What to work on:
Would you return the lines from the one that contains "# indicate the light switch plate with a pin" to the last line of the entries below, exactly and with nothing added?

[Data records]
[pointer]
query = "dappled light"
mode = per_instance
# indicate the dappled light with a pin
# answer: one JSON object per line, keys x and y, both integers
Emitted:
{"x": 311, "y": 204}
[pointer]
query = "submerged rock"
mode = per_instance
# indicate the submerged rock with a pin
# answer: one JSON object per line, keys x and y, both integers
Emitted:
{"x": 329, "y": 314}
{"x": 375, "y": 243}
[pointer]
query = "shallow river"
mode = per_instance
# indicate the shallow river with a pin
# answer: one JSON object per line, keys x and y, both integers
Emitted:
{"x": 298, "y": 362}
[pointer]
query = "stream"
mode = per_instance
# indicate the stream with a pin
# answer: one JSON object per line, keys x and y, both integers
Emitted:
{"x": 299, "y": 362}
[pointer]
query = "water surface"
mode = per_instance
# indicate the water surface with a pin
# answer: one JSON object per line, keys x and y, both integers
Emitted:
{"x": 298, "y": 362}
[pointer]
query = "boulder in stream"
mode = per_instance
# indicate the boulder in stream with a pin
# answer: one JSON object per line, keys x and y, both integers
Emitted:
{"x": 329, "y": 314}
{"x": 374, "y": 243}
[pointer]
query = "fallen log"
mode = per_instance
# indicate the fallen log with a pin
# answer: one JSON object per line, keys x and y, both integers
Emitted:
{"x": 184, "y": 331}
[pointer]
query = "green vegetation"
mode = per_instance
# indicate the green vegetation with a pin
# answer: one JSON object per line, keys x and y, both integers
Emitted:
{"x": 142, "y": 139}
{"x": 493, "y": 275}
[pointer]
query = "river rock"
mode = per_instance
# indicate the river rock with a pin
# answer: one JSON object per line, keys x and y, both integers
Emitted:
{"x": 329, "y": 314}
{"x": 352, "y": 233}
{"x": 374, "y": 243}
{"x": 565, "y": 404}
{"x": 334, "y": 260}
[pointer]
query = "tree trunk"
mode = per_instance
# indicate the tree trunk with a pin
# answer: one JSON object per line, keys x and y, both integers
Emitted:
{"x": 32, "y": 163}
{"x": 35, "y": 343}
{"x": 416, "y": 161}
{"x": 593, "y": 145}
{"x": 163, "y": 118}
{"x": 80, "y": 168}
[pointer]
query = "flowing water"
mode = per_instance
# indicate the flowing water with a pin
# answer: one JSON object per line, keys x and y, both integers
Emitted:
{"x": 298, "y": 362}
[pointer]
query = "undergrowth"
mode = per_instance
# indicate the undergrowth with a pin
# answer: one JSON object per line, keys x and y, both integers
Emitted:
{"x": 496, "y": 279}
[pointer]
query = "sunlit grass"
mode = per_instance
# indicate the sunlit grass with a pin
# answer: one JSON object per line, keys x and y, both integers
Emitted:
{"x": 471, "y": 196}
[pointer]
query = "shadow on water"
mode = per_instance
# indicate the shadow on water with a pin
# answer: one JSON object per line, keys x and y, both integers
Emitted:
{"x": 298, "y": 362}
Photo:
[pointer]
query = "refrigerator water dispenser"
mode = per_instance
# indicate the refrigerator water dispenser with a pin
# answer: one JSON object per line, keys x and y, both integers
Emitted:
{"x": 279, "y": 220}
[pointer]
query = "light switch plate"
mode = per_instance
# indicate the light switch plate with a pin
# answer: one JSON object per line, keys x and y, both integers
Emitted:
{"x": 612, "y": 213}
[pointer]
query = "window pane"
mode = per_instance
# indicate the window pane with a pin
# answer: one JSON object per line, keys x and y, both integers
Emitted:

Response:
# indicate the light switch plate with a pin
# answer: one JSON object per line, keys x and y, both integers
Emitted:
{"x": 612, "y": 213}
[pointer]
query = "window pane"
mode = per_instance
# indicate the window pane with a pin
# answer: one JSON object per line, keys x and y, both integers
Emitted:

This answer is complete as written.